» Assignment
Please transcribe the entries below exactly and leave out every picture.

» Data supplied

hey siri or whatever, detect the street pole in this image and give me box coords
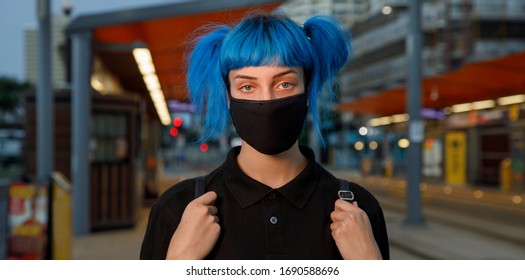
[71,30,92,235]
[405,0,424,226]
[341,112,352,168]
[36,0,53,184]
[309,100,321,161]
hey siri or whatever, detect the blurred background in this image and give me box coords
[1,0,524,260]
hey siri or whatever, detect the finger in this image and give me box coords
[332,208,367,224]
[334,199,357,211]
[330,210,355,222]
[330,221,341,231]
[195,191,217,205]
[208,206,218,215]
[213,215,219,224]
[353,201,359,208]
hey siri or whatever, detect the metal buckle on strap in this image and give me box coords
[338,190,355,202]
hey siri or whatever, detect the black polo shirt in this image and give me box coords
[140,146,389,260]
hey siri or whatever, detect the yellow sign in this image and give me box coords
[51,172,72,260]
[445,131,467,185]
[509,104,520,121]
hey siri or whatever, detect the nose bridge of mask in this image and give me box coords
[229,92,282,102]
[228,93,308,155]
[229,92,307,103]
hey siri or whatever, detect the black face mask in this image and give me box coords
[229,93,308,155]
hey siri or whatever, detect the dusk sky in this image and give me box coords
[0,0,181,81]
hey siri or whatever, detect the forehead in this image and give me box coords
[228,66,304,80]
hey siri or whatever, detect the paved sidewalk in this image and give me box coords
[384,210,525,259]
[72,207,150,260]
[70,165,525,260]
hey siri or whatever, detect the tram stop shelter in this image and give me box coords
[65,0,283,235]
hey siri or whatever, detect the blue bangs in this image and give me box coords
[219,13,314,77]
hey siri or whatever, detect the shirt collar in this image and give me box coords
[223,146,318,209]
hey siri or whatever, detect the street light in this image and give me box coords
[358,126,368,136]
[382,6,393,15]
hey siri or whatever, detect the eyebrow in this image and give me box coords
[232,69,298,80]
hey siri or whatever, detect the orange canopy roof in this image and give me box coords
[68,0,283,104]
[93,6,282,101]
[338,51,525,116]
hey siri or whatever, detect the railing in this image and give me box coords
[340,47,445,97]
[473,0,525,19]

» Answer for the task
hey siri or whatever, detect the street pole in this image and give me box coords
[71,30,92,235]
[405,0,424,226]
[341,112,352,168]
[36,0,53,184]
[309,100,321,161]
hey siri or whatever, detect the blurred background in this image and give me box coords
[1,0,524,260]
hey siri or whatever, detect the finger in this image and give me box coords
[332,208,367,224]
[334,199,357,211]
[330,210,355,222]
[330,221,341,231]
[195,191,217,205]
[208,206,218,215]
[213,215,219,224]
[353,201,359,208]
hey siri or whatever, detect the metal buckle on strap in this image and give me box coords
[338,190,355,202]
hey siri or whatever, detect the black polo shirt in this image and give me box coords
[140,146,389,260]
hey siri or whatever, detect the yellow sign in this image and give me box coords
[51,172,72,260]
[445,131,467,185]
[509,104,520,121]
hey siri or whatever, detect the nose bridge of mask in this image and give me box coords
[229,92,282,102]
[228,93,308,155]
[229,92,307,103]
hey siri or whatever, detect the black face mask in this image and give me box coords
[229,93,308,155]
hey siri or whatever, detect the dusk sky in this image and give me box coords
[0,0,181,81]
hey siri or whatever, detect the forehead in this image and give me box coords
[228,66,304,80]
hey siri or whatever, detect the paved sidewalk in this image and give me box coords
[384,210,525,259]
[72,207,150,260]
[70,165,525,260]
hey siri or whatever, detect the tram stop shelter in this image and give me box coords
[65,0,283,235]
hey siri or whatever, detect the blue bangs in this image and give me box coords
[219,13,314,77]
hey siri or whatever, detect the shirt collar in this image and give me box coords
[223,146,318,209]
hey siri or whatever, detect the street light in this image and give me box coords
[358,126,368,136]
[382,6,393,15]
hey siri or whatever, detect the eyebrow in this image and give me box coords
[232,69,298,80]
hey siri or whatever, detect the orange canopy roof in this image and give me box coords
[68,0,283,104]
[93,6,282,101]
[338,51,525,116]
hey siri or whatever, detect the railing in this image and give me box coords
[340,47,445,97]
[473,0,525,19]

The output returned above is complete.